#### ASSIGNMENT:
When you find the line with "Target: dark trousers" among the records below, reproduce it and each line after it exactly, ending with the line with "Target: dirt patch".

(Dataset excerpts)
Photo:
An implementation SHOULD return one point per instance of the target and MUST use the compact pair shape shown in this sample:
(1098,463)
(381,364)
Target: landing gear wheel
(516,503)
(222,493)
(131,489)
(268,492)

--

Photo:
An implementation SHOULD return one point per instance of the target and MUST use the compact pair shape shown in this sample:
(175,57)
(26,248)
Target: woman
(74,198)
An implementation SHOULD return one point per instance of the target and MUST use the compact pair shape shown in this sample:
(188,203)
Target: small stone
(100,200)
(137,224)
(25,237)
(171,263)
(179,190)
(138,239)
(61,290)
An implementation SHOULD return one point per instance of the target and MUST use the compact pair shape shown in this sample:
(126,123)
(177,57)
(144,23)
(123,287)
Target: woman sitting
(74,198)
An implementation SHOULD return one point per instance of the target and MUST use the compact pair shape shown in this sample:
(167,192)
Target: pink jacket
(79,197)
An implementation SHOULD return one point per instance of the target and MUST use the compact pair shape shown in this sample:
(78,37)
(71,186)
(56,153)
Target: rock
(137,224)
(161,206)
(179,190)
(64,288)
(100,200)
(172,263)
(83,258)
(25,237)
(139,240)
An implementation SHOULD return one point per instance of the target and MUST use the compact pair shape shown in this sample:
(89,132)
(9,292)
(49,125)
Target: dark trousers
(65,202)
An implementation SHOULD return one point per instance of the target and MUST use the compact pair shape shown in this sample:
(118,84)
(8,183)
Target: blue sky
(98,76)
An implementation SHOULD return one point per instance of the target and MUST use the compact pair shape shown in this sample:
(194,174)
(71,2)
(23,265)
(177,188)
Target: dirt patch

#### EXERCISE ANSWER:
Target: dark trousers
(65,202)
An implementation SHOULD return one point per instance of the target and MUST use the compact pair shape shown in this sample:
(118,84)
(8,183)
Target: blue sky
(98,76)
An implementation SHOULD return one point per instance of the target and MUST use the compact pair shape shown in this sample:
(194,174)
(71,2)
(23,265)
(177,188)
Target: dirt patch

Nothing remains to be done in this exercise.